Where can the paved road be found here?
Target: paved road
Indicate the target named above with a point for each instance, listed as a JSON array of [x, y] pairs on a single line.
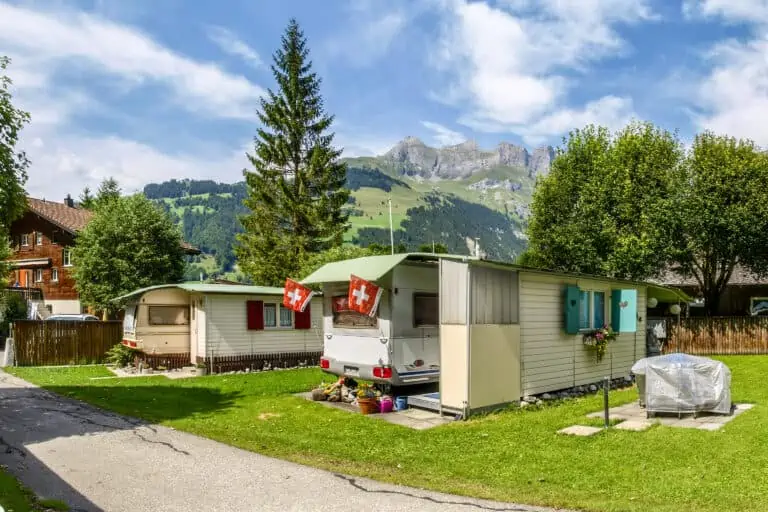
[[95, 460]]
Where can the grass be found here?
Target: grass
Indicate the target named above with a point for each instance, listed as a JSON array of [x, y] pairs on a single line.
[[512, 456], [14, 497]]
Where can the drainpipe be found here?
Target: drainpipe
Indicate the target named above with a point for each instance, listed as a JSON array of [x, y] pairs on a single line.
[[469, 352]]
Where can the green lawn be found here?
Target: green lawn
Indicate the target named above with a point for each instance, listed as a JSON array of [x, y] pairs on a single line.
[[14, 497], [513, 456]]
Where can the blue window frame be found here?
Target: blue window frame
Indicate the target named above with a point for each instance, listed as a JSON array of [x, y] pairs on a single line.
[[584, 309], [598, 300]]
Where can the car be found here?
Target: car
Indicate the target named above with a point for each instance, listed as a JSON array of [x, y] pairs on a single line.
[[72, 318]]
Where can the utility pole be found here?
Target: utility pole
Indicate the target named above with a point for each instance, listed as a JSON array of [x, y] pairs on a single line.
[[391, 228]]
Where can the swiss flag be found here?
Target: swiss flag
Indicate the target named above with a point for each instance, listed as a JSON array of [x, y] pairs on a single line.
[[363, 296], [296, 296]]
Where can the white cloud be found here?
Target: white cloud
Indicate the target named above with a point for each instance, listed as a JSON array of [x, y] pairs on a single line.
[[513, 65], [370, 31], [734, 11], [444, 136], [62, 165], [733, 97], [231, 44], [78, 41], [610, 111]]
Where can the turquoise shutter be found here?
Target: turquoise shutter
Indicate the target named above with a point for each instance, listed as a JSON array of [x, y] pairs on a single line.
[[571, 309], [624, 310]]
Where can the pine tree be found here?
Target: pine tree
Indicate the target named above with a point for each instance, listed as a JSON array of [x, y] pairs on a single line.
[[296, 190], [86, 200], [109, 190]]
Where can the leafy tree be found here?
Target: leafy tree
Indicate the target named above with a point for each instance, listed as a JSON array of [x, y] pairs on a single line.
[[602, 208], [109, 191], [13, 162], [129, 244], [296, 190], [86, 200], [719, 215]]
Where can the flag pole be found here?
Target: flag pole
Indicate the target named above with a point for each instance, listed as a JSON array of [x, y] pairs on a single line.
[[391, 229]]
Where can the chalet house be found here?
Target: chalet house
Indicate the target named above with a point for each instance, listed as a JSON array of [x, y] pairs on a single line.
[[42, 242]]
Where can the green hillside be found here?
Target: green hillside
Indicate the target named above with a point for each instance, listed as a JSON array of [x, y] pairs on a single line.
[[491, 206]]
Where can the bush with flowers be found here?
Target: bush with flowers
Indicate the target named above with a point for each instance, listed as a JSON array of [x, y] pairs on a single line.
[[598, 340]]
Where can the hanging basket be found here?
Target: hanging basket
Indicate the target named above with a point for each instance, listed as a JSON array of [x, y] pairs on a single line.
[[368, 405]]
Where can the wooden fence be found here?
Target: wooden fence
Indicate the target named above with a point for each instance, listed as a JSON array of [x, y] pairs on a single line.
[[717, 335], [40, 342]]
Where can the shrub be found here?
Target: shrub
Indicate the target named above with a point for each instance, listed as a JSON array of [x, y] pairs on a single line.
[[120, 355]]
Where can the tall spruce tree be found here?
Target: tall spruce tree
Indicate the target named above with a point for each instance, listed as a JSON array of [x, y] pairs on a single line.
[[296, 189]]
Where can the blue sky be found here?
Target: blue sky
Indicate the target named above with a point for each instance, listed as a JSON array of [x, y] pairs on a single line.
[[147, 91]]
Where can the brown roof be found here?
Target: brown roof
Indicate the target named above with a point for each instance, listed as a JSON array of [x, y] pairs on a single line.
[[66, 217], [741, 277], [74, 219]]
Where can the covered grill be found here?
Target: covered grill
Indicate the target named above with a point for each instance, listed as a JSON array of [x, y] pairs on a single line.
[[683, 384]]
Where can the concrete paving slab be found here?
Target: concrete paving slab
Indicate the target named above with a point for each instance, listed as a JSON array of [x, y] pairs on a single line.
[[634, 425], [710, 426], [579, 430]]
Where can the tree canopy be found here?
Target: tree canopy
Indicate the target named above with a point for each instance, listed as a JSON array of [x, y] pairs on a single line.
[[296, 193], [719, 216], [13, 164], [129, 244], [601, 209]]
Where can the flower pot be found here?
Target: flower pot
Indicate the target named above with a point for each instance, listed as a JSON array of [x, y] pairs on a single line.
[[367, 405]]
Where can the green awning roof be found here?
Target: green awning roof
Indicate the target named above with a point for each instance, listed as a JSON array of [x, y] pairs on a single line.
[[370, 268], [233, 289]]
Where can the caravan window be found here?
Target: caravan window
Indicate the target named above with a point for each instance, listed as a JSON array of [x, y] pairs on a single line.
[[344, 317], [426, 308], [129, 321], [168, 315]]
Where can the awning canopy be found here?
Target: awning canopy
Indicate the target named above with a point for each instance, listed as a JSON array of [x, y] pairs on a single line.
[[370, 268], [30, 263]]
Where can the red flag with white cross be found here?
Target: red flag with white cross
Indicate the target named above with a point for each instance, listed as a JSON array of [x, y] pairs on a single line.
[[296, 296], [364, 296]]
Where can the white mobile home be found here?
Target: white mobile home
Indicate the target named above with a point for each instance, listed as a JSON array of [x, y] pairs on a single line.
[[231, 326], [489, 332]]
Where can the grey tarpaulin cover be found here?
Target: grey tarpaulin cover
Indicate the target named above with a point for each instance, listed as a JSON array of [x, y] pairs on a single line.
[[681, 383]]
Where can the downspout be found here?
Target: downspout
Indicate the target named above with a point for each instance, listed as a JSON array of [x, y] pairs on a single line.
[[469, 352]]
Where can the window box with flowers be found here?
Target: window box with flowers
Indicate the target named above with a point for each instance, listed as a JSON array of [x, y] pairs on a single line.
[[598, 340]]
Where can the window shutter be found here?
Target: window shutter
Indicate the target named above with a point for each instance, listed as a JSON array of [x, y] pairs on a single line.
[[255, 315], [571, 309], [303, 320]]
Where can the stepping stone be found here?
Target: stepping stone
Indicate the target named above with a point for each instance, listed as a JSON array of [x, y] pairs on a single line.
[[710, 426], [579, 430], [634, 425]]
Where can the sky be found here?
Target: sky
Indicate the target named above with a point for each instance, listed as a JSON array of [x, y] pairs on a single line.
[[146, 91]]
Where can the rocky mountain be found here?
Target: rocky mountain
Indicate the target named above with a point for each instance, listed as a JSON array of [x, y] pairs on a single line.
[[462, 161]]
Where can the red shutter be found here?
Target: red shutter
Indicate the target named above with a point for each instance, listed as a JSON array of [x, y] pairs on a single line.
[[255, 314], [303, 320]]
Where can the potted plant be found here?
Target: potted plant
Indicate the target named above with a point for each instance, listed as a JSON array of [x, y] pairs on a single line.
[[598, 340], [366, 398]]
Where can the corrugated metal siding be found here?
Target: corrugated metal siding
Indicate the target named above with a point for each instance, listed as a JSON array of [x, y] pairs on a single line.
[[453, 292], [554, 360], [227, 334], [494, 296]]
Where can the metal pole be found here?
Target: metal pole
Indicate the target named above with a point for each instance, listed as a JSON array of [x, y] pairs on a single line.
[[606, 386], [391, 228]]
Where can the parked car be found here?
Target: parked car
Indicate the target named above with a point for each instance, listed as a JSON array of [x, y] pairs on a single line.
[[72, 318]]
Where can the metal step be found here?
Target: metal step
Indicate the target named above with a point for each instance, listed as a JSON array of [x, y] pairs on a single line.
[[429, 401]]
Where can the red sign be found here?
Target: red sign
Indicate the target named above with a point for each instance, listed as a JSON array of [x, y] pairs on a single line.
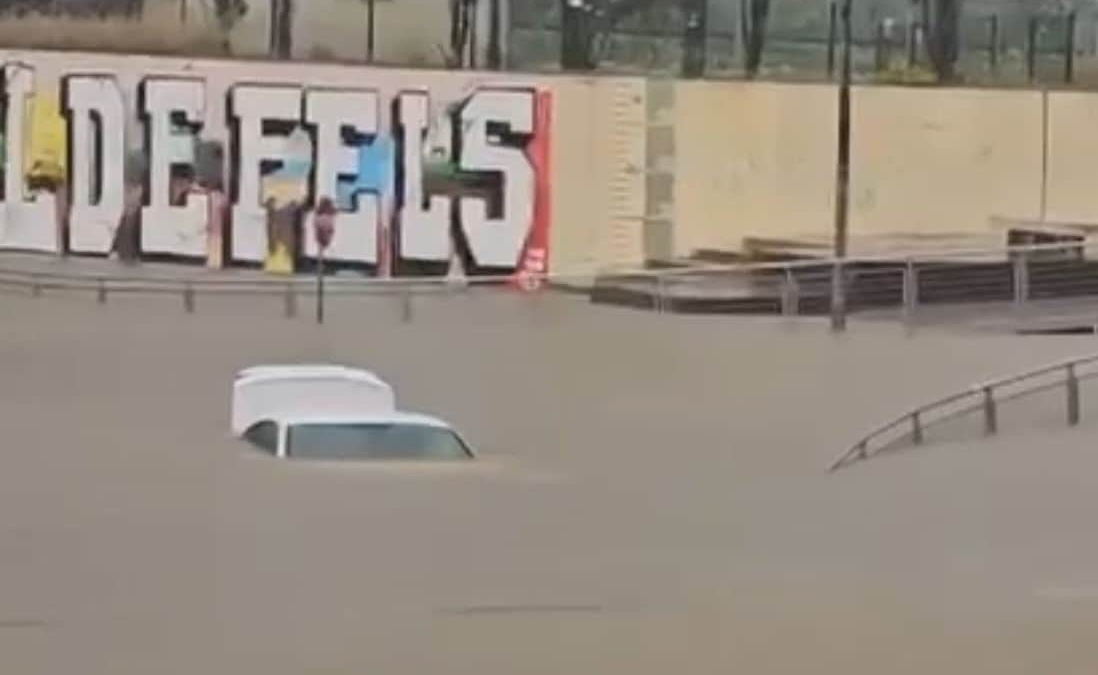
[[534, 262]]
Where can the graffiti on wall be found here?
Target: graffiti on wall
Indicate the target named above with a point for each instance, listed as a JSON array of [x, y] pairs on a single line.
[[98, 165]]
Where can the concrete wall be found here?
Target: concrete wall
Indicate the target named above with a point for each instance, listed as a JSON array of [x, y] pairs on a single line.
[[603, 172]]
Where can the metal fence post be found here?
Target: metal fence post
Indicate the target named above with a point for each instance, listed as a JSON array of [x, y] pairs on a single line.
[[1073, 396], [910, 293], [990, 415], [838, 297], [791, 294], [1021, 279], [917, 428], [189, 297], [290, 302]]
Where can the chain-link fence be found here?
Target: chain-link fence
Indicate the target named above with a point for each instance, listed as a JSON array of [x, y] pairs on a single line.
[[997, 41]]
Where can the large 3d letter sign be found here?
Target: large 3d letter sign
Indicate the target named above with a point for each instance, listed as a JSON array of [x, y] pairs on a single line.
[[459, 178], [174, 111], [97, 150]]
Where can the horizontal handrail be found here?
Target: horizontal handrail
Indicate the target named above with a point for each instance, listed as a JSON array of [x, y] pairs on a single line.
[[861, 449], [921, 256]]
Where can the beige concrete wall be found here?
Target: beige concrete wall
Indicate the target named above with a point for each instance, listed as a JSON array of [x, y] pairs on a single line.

→ **WORK TO BE COMPLETED**: Output the lines above between the one holding "Target: stepping stone" and the one holding "Target: red shutter", inclusive, with nothing before or after them.

→ **COMPLETED TASK**:
Target: stepping stone
Indicate the target named above with a point for each instance, listed as a JSON array of [x, y] pairs on a single line.
[[710, 426], [579, 430], [634, 425]]
Where can the sky be found here?
Target: sky
Indicate the target named above with a point for each instance, listed as a JSON array of [x, y] pairs on a single line.
[[146, 91]]
Where can the rocky mountain be found here?
Target: rocky mountain
Indicate the target named above with a point for each instance, listed as a JSON array of [x, y] pairs on a single line.
[[462, 161]]
Where can the red shutter be found here?
Target: red shutter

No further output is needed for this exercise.